Rewrite the entries from their beginning through the line containing "x=295, y=196", both ends included, adding 70 to every x and y value in the answer coordinates while leaving the requests unchanged. Leave the pictures out of your reply.

--- Entries provided ---

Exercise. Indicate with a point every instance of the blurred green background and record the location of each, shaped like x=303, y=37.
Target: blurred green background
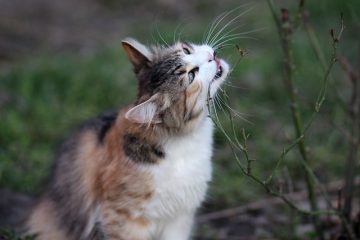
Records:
x=61, y=63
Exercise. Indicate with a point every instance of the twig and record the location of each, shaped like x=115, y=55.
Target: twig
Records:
x=295, y=196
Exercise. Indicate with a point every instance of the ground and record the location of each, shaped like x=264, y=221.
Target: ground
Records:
x=61, y=63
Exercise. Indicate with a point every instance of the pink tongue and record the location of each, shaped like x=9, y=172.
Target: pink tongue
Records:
x=218, y=63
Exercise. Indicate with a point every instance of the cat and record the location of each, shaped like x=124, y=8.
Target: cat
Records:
x=139, y=173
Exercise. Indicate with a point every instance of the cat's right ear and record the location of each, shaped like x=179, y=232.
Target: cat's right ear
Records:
x=138, y=54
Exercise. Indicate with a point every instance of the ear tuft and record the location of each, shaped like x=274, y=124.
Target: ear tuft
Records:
x=144, y=113
x=138, y=54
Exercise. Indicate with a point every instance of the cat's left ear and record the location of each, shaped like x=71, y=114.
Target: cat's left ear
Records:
x=138, y=54
x=144, y=113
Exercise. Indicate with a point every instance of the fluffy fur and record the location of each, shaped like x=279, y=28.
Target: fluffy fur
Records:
x=139, y=173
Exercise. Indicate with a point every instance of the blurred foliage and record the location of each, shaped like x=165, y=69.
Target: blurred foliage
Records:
x=43, y=97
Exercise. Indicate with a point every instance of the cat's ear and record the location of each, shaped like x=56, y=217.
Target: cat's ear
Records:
x=138, y=54
x=144, y=113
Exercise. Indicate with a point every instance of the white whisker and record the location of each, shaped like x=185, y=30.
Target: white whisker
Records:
x=227, y=24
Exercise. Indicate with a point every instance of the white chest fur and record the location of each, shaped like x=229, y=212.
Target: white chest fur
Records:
x=181, y=179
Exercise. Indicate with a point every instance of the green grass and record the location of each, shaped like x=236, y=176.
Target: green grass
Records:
x=47, y=96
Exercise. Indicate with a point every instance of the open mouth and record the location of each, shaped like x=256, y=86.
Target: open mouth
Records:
x=218, y=73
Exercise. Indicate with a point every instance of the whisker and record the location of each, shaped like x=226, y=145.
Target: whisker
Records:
x=228, y=33
x=227, y=24
x=209, y=32
x=234, y=112
x=233, y=86
x=219, y=19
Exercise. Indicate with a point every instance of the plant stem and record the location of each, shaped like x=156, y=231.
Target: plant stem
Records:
x=285, y=34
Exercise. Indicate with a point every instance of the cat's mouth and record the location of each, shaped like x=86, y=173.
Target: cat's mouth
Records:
x=219, y=73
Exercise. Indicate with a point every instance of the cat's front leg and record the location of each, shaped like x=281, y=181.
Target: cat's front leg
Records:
x=179, y=228
x=118, y=224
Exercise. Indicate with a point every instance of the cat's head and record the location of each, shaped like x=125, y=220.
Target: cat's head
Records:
x=175, y=82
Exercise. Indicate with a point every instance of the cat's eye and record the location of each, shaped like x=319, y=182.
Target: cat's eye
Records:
x=186, y=50
x=191, y=74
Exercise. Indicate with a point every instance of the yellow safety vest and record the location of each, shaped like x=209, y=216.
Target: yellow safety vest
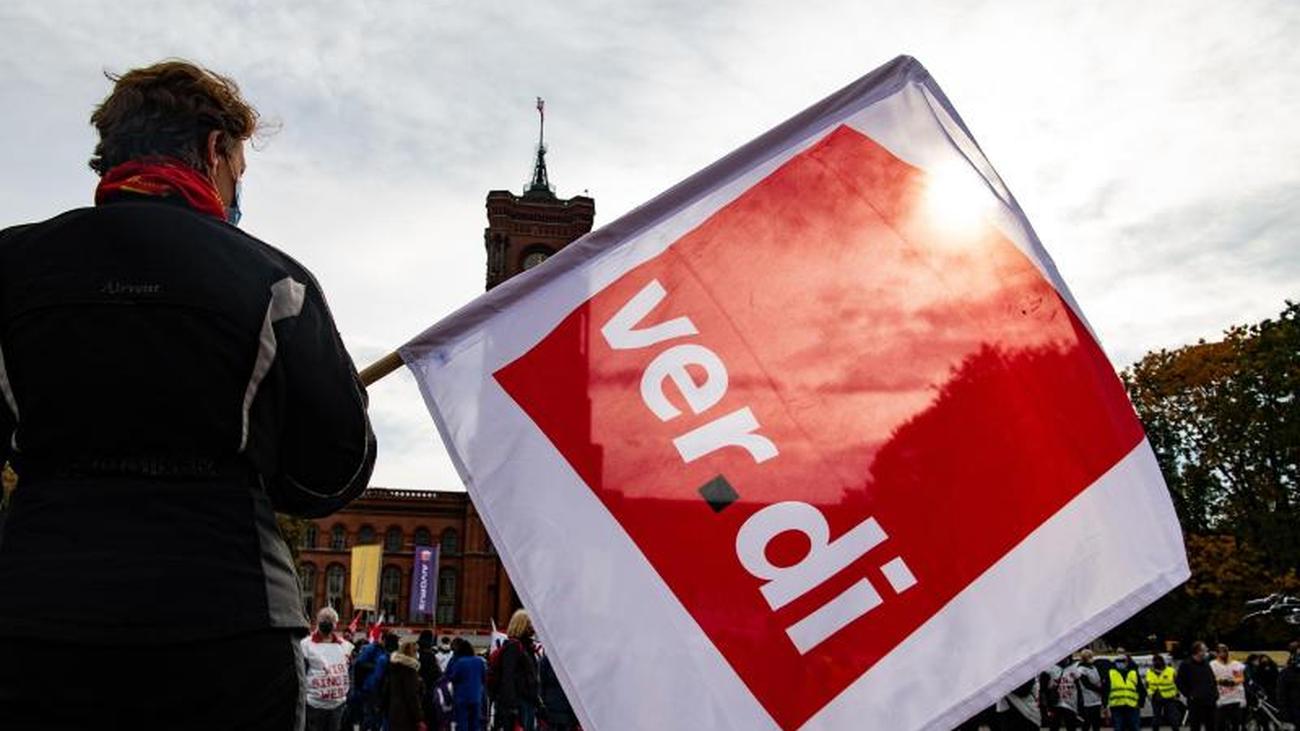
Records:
x=1161, y=684
x=1123, y=688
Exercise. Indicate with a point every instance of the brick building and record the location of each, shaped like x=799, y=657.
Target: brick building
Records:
x=472, y=584
x=523, y=230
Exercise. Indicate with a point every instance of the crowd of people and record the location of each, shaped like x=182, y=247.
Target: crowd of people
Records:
x=408, y=683
x=1210, y=692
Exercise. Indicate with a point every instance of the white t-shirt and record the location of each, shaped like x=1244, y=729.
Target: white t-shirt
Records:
x=1067, y=684
x=1230, y=670
x=326, y=671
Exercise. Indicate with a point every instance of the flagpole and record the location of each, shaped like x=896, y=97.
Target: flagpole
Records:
x=380, y=368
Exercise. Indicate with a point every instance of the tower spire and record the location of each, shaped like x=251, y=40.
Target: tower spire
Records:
x=540, y=185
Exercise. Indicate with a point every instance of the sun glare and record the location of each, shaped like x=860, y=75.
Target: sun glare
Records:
x=956, y=199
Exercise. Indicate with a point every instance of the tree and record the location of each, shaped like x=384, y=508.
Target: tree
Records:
x=1225, y=424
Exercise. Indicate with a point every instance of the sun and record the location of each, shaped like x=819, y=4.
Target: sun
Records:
x=956, y=200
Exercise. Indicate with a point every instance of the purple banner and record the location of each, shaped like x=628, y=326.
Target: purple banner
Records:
x=424, y=580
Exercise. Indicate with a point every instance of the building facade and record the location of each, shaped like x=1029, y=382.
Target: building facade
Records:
x=473, y=589
x=472, y=583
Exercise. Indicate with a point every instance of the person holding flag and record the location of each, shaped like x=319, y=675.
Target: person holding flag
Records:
x=326, y=657
x=168, y=375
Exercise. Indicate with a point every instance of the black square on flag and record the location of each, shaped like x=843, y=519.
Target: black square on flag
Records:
x=718, y=493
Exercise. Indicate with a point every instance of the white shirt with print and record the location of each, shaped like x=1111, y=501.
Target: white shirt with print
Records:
x=1230, y=670
x=326, y=670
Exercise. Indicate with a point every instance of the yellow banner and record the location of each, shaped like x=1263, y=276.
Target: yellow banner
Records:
x=365, y=576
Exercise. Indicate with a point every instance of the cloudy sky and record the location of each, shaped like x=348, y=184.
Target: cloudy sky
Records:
x=1155, y=145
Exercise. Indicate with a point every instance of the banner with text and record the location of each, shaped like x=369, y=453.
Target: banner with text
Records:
x=365, y=576
x=781, y=438
x=424, y=582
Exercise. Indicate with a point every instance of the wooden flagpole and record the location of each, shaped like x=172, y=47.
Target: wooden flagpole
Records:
x=380, y=368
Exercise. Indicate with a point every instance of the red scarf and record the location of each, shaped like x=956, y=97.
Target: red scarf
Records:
x=161, y=177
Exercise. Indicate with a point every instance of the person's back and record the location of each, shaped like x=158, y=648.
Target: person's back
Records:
x=168, y=383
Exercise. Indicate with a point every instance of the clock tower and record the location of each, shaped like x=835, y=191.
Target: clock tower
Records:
x=524, y=230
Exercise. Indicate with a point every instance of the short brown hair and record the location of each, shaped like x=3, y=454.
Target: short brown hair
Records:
x=168, y=109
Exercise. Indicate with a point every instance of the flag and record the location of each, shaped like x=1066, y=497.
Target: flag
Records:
x=365, y=576
x=807, y=431
x=424, y=582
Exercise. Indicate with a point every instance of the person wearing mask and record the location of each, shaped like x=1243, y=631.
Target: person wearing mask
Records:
x=1161, y=680
x=326, y=656
x=402, y=688
x=516, y=691
x=443, y=652
x=430, y=674
x=1090, y=692
x=1125, y=693
x=1230, y=678
x=467, y=673
x=168, y=375
x=559, y=712
x=1065, y=701
x=1195, y=679
x=1288, y=690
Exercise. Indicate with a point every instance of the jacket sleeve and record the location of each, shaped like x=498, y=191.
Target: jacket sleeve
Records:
x=326, y=449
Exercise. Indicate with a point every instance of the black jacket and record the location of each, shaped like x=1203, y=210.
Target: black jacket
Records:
x=1288, y=693
x=519, y=674
x=1196, y=682
x=167, y=381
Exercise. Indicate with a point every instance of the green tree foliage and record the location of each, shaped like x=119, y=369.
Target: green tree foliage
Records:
x=1225, y=424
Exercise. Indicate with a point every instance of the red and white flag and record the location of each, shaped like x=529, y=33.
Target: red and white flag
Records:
x=818, y=438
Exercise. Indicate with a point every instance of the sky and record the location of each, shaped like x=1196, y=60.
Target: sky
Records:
x=1153, y=146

---

# Response to the task:
Exercise. Indicate with a point every instance of the blurred green background and record the location of each, shaped like x=303, y=37.
Target: blurred green background
Records:
x=131, y=133
Exercise. Indicate with a point every instance of the twig and record the location of each, shaped like x=115, y=55.
Target: twig
Records:
x=365, y=266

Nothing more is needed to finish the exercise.